• _YOUR TASK_: For this exercise, return exactly the lines of the material below that begin at the one with "Look at this image and locate every instance of round woven" and stop after the one with "Look at this image and locate every instance of white tea".

• _STORED DATA_:
>>>

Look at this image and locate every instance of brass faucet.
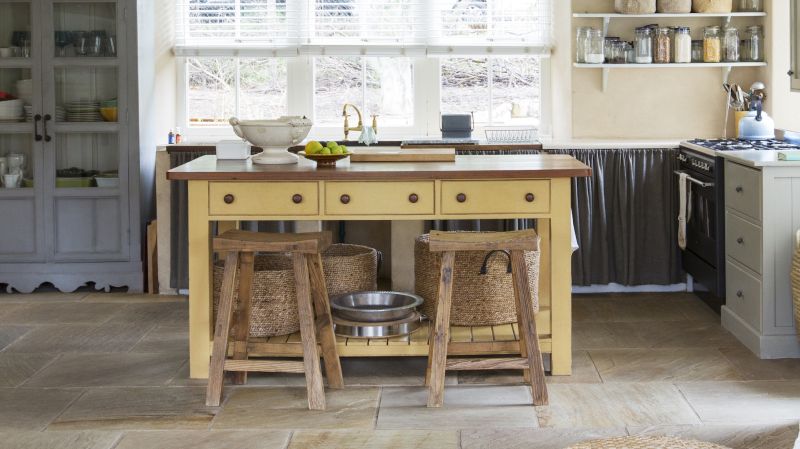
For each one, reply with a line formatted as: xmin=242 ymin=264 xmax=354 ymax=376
xmin=342 ymin=103 xmax=362 ymax=140
xmin=342 ymin=103 xmax=379 ymax=140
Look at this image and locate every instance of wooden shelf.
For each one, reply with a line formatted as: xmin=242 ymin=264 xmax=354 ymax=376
xmin=573 ymin=12 xmax=766 ymax=18
xmin=0 ymin=58 xmax=32 ymax=69
xmin=574 ymin=62 xmax=767 ymax=91
xmin=52 ymin=57 xmax=119 ymax=67
xmin=54 ymin=122 xmax=120 ymax=133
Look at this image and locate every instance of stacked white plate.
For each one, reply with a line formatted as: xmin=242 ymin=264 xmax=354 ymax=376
xmin=24 ymin=105 xmax=66 ymax=122
xmin=65 ymin=100 xmax=101 ymax=122
xmin=0 ymin=99 xmax=24 ymax=122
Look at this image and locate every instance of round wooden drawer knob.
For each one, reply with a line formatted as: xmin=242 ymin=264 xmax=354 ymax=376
xmin=340 ymin=194 xmax=351 ymax=204
xmin=525 ymin=193 xmax=535 ymax=202
xmin=736 ymin=290 xmax=744 ymax=298
xmin=292 ymin=194 xmax=303 ymax=204
xmin=223 ymin=194 xmax=235 ymax=204
xmin=409 ymin=193 xmax=419 ymax=203
xmin=456 ymin=193 xmax=467 ymax=203
xmin=735 ymin=186 xmax=743 ymax=193
xmin=737 ymin=237 xmax=744 ymax=244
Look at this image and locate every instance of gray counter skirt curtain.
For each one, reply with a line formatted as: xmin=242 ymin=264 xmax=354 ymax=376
xmin=548 ymin=148 xmax=682 ymax=286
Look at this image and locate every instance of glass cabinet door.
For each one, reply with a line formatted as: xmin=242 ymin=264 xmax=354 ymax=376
xmin=0 ymin=2 xmax=34 ymax=60
xmin=0 ymin=130 xmax=44 ymax=262
xmin=43 ymin=0 xmax=128 ymax=261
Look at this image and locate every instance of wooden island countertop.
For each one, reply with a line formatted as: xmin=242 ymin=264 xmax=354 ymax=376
xmin=170 ymin=153 xmax=590 ymax=379
xmin=166 ymin=154 xmax=591 ymax=181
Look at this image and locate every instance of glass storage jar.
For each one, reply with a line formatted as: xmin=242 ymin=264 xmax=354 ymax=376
xmin=738 ymin=0 xmax=762 ymax=11
xmin=654 ymin=27 xmax=672 ymax=63
xmin=610 ymin=40 xmax=628 ymax=63
xmin=723 ymin=26 xmax=739 ymax=62
xmin=634 ymin=27 xmax=653 ymax=63
xmin=576 ymin=27 xmax=589 ymax=63
xmin=703 ymin=26 xmax=722 ymax=62
xmin=584 ymin=28 xmax=604 ymax=64
xmin=691 ymin=40 xmax=704 ymax=62
xmin=674 ymin=26 xmax=692 ymax=63
xmin=604 ymin=36 xmax=620 ymax=63
xmin=743 ymin=25 xmax=763 ymax=62
xmin=624 ymin=41 xmax=636 ymax=63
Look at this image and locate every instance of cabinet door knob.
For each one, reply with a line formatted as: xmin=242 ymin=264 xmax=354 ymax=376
xmin=735 ymin=186 xmax=743 ymax=193
xmin=525 ymin=193 xmax=535 ymax=202
xmin=408 ymin=193 xmax=419 ymax=203
xmin=456 ymin=193 xmax=467 ymax=203
xmin=223 ymin=194 xmax=235 ymax=204
xmin=737 ymin=237 xmax=744 ymax=244
xmin=292 ymin=194 xmax=303 ymax=204
xmin=736 ymin=290 xmax=744 ymax=298
xmin=340 ymin=194 xmax=351 ymax=204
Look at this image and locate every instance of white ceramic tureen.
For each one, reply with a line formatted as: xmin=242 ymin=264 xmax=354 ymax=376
xmin=229 ymin=116 xmax=313 ymax=165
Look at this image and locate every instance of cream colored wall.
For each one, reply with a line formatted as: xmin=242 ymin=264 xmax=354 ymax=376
xmin=566 ymin=0 xmax=765 ymax=139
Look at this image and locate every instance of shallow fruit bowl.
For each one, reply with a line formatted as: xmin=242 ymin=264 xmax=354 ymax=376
xmin=331 ymin=291 xmax=424 ymax=323
xmin=298 ymin=151 xmax=351 ymax=167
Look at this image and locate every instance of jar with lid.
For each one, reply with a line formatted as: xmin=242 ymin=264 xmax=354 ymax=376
xmin=738 ymin=0 xmax=762 ymax=12
xmin=722 ymin=26 xmax=739 ymax=62
xmin=610 ymin=40 xmax=629 ymax=63
xmin=703 ymin=26 xmax=721 ymax=62
xmin=576 ymin=27 xmax=589 ymax=63
xmin=691 ymin=40 xmax=703 ymax=62
xmin=604 ymin=36 xmax=620 ymax=63
xmin=743 ymin=25 xmax=763 ymax=62
xmin=673 ymin=26 xmax=692 ymax=63
xmin=584 ymin=28 xmax=604 ymax=64
xmin=634 ymin=27 xmax=653 ymax=63
xmin=624 ymin=41 xmax=636 ymax=63
xmin=654 ymin=27 xmax=672 ymax=63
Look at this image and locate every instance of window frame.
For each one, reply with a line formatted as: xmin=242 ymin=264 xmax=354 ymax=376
xmin=793 ymin=0 xmax=800 ymax=92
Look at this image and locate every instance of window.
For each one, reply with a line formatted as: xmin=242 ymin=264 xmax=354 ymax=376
xmin=186 ymin=57 xmax=287 ymax=126
xmin=175 ymin=1 xmax=552 ymax=137
xmin=314 ymin=57 xmax=414 ymax=127
xmin=441 ymin=57 xmax=540 ymax=128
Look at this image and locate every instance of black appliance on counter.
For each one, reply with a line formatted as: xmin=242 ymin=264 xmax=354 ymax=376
xmin=678 ymin=138 xmax=800 ymax=312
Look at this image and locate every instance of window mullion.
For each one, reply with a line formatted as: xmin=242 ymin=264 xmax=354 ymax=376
xmin=235 ymin=57 xmax=241 ymax=117
xmin=487 ymin=58 xmax=493 ymax=127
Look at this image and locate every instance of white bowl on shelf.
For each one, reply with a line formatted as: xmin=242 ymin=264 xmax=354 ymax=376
xmin=0 ymin=99 xmax=24 ymax=118
xmin=15 ymin=79 xmax=32 ymax=103
xmin=95 ymin=177 xmax=119 ymax=188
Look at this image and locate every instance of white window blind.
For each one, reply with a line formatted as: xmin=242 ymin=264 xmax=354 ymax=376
xmin=174 ymin=0 xmax=552 ymax=55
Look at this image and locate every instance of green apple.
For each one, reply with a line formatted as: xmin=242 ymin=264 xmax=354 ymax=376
xmin=331 ymin=146 xmax=344 ymax=155
xmin=305 ymin=141 xmax=323 ymax=154
xmin=340 ymin=145 xmax=348 ymax=154
xmin=326 ymin=141 xmax=339 ymax=149
xmin=320 ymin=147 xmax=332 ymax=155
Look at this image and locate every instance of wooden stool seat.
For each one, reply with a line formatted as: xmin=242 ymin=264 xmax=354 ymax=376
xmin=206 ymin=230 xmax=343 ymax=411
xmin=426 ymin=229 xmax=548 ymax=408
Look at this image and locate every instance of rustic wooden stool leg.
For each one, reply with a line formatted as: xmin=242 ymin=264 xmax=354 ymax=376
xmin=427 ymin=251 xmax=455 ymax=408
xmin=511 ymin=250 xmax=548 ymax=406
xmin=206 ymin=251 xmax=239 ymax=407
xmin=307 ymin=253 xmax=344 ymax=389
xmin=514 ymin=296 xmax=532 ymax=385
xmin=293 ymin=252 xmax=326 ymax=411
xmin=231 ymin=251 xmax=254 ymax=385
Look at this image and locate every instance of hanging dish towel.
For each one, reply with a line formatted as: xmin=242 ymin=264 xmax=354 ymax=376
xmin=677 ymin=172 xmax=691 ymax=250
xmin=358 ymin=126 xmax=378 ymax=146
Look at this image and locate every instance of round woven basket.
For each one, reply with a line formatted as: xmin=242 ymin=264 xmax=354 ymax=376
xmin=212 ymin=243 xmax=378 ymax=337
xmin=414 ymin=233 xmax=539 ymax=326
xmin=792 ymin=232 xmax=800 ymax=337
xmin=567 ymin=436 xmax=731 ymax=449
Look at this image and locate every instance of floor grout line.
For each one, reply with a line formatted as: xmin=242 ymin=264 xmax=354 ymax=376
xmin=16 ymin=352 xmax=65 ymax=388
xmin=42 ymin=386 xmax=89 ymax=431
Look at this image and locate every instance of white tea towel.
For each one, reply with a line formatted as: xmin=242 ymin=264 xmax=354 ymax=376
xmin=571 ymin=213 xmax=579 ymax=253
xmin=677 ymin=172 xmax=691 ymax=250
xmin=358 ymin=126 xmax=379 ymax=146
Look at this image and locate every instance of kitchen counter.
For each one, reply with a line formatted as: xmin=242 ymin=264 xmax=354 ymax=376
xmin=718 ymin=150 xmax=800 ymax=167
xmin=168 ymin=154 xmax=590 ymax=379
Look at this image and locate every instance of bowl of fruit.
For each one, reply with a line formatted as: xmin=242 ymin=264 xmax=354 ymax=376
xmin=299 ymin=141 xmax=352 ymax=167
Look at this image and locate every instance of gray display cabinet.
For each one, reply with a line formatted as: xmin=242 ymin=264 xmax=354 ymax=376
xmin=0 ymin=0 xmax=141 ymax=292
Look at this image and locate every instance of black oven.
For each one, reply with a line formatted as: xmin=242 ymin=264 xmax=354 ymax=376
xmin=677 ymin=147 xmax=726 ymax=311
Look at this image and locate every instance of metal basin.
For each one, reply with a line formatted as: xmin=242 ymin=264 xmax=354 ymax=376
xmin=331 ymin=291 xmax=423 ymax=323
xmin=334 ymin=312 xmax=424 ymax=339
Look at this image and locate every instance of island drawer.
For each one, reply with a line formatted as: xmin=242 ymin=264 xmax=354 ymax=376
xmin=725 ymin=212 xmax=762 ymax=274
xmin=440 ymin=180 xmax=550 ymax=215
xmin=324 ymin=181 xmax=435 ymax=216
xmin=725 ymin=260 xmax=762 ymax=332
xmin=209 ymin=182 xmax=319 ymax=216
xmin=724 ymin=161 xmax=762 ymax=221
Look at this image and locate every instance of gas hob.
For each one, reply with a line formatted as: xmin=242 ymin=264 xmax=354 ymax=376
xmin=685 ymin=138 xmax=800 ymax=153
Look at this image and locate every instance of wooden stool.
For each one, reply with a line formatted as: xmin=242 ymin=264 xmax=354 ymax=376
xmin=205 ymin=230 xmax=344 ymax=410
xmin=425 ymin=229 xmax=548 ymax=407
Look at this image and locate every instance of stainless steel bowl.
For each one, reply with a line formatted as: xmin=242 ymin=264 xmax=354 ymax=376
xmin=334 ymin=312 xmax=425 ymax=339
xmin=331 ymin=291 xmax=424 ymax=323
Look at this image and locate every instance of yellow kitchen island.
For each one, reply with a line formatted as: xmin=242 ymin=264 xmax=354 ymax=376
xmin=167 ymin=154 xmax=592 ymax=379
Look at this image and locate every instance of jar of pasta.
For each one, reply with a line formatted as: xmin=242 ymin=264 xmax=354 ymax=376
xmin=703 ymin=26 xmax=721 ymax=63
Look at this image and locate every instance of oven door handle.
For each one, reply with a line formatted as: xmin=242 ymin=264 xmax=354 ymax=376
xmin=674 ymin=171 xmax=715 ymax=188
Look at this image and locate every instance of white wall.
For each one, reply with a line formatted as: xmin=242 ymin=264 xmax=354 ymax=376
xmin=765 ymin=0 xmax=800 ymax=131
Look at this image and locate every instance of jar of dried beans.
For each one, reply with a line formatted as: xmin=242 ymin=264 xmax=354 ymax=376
xmin=654 ymin=27 xmax=672 ymax=63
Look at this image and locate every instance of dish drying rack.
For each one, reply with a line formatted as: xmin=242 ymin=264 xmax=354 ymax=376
xmin=484 ymin=128 xmax=537 ymax=144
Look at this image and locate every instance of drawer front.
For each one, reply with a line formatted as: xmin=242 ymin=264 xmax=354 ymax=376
xmin=725 ymin=212 xmax=762 ymax=274
xmin=325 ymin=181 xmax=435 ymax=216
xmin=725 ymin=260 xmax=762 ymax=331
xmin=441 ymin=180 xmax=550 ymax=215
xmin=209 ymin=182 xmax=319 ymax=216
xmin=725 ymin=161 xmax=761 ymax=220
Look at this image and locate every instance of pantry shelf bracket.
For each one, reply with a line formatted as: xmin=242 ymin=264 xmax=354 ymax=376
xmin=722 ymin=65 xmax=733 ymax=84
xmin=723 ymin=14 xmax=732 ymax=27
xmin=602 ymin=17 xmax=611 ymax=36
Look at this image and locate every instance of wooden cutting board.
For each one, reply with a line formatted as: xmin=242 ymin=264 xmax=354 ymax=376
xmin=350 ymin=147 xmax=455 ymax=162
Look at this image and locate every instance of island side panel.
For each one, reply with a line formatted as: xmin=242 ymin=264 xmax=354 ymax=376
xmin=550 ymin=177 xmax=573 ymax=375
xmin=189 ymin=180 xmax=213 ymax=379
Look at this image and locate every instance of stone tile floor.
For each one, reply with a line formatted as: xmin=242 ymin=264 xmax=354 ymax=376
xmin=0 ymin=290 xmax=798 ymax=448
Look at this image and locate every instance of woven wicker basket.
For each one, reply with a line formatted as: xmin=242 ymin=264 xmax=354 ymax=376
xmin=792 ymin=231 xmax=800 ymax=337
xmin=567 ymin=436 xmax=730 ymax=449
xmin=212 ymin=243 xmax=378 ymax=337
xmin=414 ymin=233 xmax=539 ymax=326
xmin=692 ymin=0 xmax=732 ymax=12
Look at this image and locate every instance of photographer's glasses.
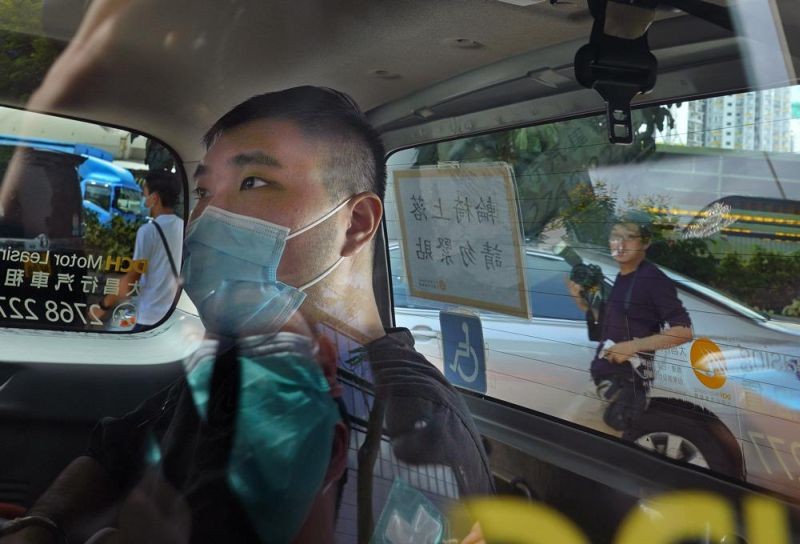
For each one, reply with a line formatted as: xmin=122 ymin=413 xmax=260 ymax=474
xmin=608 ymin=234 xmax=641 ymax=244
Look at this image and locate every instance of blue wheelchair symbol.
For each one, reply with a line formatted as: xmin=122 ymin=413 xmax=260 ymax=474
xmin=440 ymin=312 xmax=486 ymax=393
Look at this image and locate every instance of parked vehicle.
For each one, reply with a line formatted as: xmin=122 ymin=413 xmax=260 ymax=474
xmin=391 ymin=243 xmax=800 ymax=498
xmin=1 ymin=134 xmax=145 ymax=227
xmin=80 ymin=165 xmax=143 ymax=225
xmin=0 ymin=136 xmax=84 ymax=246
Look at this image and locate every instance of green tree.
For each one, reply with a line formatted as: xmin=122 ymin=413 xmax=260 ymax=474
xmin=0 ymin=0 xmax=65 ymax=102
xmin=706 ymin=248 xmax=800 ymax=314
xmin=548 ymin=181 xmax=618 ymax=246
xmin=783 ymin=298 xmax=800 ymax=318
xmin=648 ymin=238 xmax=718 ymax=285
xmin=84 ymin=212 xmax=144 ymax=257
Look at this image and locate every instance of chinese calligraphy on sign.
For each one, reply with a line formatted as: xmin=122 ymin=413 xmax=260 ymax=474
xmin=393 ymin=164 xmax=529 ymax=318
xmin=2 ymin=267 xmax=134 ymax=296
xmin=0 ymin=249 xmax=144 ymax=330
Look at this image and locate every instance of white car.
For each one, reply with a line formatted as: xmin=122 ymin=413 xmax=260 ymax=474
xmin=391 ymin=244 xmax=800 ymax=499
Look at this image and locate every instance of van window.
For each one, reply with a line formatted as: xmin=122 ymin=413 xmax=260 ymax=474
xmin=84 ymin=184 xmax=112 ymax=211
xmin=0 ymin=107 xmax=185 ymax=332
xmin=114 ymin=187 xmax=143 ymax=214
xmin=386 ymin=85 xmax=800 ymax=494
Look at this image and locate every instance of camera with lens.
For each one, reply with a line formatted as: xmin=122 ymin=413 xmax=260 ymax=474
xmin=557 ymin=244 xmax=605 ymax=293
xmin=569 ymin=262 xmax=604 ymax=292
xmin=555 ymin=242 xmax=606 ymax=341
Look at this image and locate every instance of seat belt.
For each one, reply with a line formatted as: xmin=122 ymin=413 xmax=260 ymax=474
xmin=150 ymin=218 xmax=179 ymax=280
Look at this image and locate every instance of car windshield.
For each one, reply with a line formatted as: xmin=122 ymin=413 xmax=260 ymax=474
xmin=0 ymin=106 xmax=181 ymax=333
xmin=388 ymin=87 xmax=800 ymax=323
xmin=386 ymin=84 xmax=800 ymax=502
xmin=84 ymin=184 xmax=111 ymax=210
xmin=114 ymin=187 xmax=141 ymax=213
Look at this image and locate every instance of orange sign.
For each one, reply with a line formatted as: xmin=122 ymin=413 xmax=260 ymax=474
xmin=690 ymin=338 xmax=727 ymax=389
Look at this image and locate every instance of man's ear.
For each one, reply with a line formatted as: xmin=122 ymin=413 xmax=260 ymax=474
xmin=341 ymin=192 xmax=382 ymax=257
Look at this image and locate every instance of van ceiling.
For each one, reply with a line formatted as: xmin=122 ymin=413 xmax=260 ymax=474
xmin=0 ymin=0 xmax=761 ymax=163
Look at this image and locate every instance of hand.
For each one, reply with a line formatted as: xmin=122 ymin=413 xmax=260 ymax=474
xmin=26 ymin=0 xmax=225 ymax=114
xmin=115 ymin=469 xmax=190 ymax=544
xmin=565 ymin=279 xmax=582 ymax=298
xmin=565 ymin=278 xmax=590 ymax=313
xmin=460 ymin=522 xmax=485 ymax=544
xmin=27 ymin=0 xmax=136 ymax=112
xmin=603 ymin=340 xmax=640 ymax=364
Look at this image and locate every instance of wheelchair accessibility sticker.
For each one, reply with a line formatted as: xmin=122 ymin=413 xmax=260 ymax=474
xmin=440 ymin=311 xmax=486 ymax=393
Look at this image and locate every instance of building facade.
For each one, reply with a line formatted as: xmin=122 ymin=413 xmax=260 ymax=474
xmin=684 ymin=88 xmax=793 ymax=152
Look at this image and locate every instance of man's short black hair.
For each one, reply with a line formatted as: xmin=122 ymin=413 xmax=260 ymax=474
xmin=203 ymin=86 xmax=387 ymax=203
xmin=144 ymin=171 xmax=181 ymax=209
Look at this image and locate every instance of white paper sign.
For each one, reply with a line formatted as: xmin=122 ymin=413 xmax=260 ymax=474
xmin=393 ymin=164 xmax=529 ymax=318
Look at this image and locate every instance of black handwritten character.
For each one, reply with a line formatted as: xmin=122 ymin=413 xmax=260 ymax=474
xmin=410 ymin=194 xmax=428 ymax=222
xmin=437 ymin=237 xmax=454 ymax=266
xmin=481 ymin=242 xmax=503 ymax=271
xmin=415 ymin=238 xmax=433 ymax=261
xmin=431 ymin=197 xmax=451 ymax=221
xmin=475 ymin=196 xmax=499 ymax=224
xmin=454 ymin=195 xmax=473 ymax=224
xmin=4 ymin=269 xmax=24 ymax=288
xmin=55 ymin=273 xmax=75 ymax=291
xmin=459 ymin=241 xmax=477 ymax=268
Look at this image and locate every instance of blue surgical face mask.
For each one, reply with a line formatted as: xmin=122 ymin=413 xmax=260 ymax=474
xmin=141 ymin=194 xmax=152 ymax=216
xmin=181 ymin=199 xmax=349 ymax=337
xmin=184 ymin=332 xmax=341 ymax=544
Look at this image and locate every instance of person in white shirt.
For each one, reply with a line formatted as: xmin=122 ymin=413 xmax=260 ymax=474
xmin=93 ymin=171 xmax=184 ymax=330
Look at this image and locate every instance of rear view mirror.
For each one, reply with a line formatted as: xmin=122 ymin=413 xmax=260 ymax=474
xmin=0 ymin=107 xmax=185 ymax=332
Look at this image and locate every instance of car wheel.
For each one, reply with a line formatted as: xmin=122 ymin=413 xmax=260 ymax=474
xmin=623 ymin=399 xmax=744 ymax=479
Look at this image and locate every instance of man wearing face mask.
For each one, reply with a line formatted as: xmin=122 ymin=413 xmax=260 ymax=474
xmin=0 ymin=311 xmax=349 ymax=544
xmin=183 ymin=86 xmax=494 ymax=500
xmin=90 ymin=171 xmax=183 ymax=331
xmin=567 ymin=210 xmax=693 ymax=432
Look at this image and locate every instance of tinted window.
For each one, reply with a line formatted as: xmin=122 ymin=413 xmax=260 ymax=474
xmin=114 ymin=187 xmax=142 ymax=214
xmin=85 ymin=184 xmax=111 ymax=211
xmin=386 ymin=85 xmax=800 ymax=496
xmin=0 ymin=107 xmax=185 ymax=332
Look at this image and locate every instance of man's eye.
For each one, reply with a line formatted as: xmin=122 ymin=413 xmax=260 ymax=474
xmin=240 ymin=177 xmax=269 ymax=190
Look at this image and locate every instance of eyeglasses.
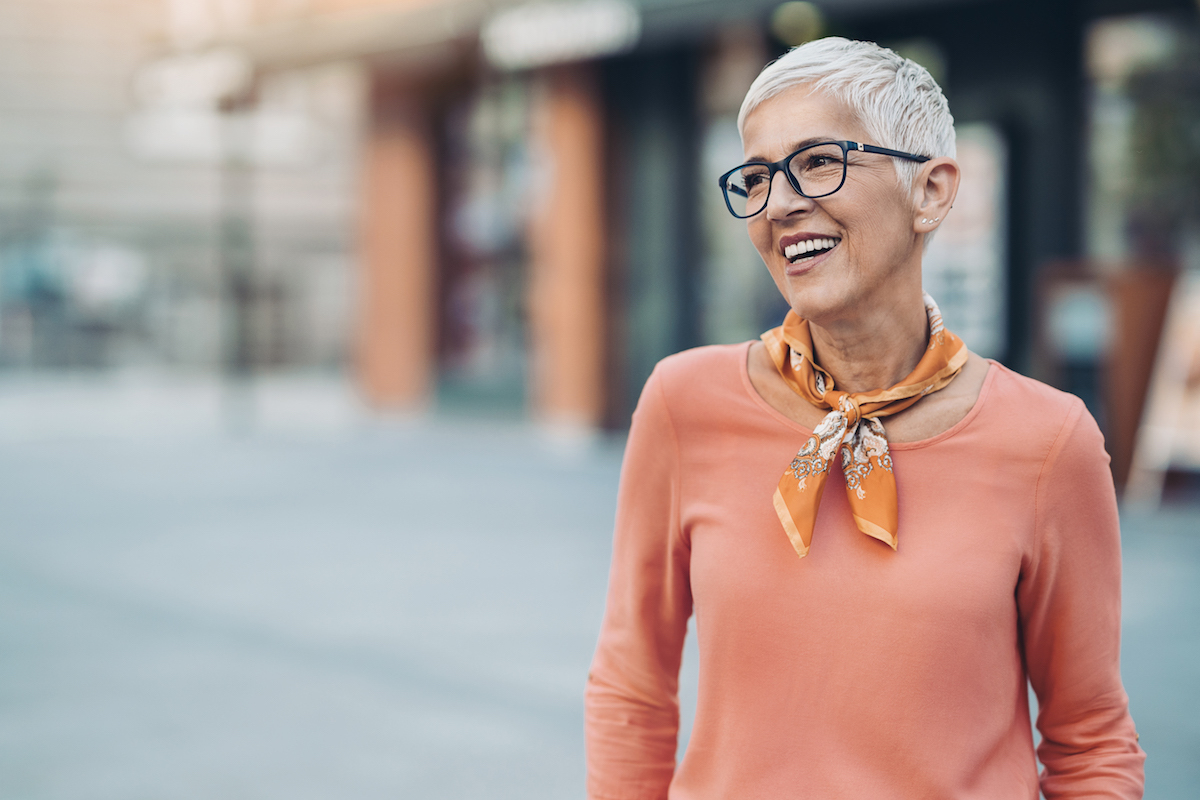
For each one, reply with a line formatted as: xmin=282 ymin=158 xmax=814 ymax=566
xmin=717 ymin=140 xmax=931 ymax=219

<<<

• _RESPONSE AREA_:
Look at this image and locate every instance of round woven basket.
For each one, reply with a line formatted as: xmin=242 ymin=264 xmax=354 ymax=376
xmin=212 ymin=243 xmax=378 ymax=337
xmin=414 ymin=233 xmax=539 ymax=326
xmin=792 ymin=232 xmax=800 ymax=337
xmin=567 ymin=436 xmax=731 ymax=449
Look at this image and locate every instance of floor grout line.
For each one, reply with a line formatted as: xmin=242 ymin=264 xmax=354 ymax=376
xmin=16 ymin=352 xmax=65 ymax=388
xmin=42 ymin=386 xmax=89 ymax=431
Look at this image and locate every instance of white tea towel.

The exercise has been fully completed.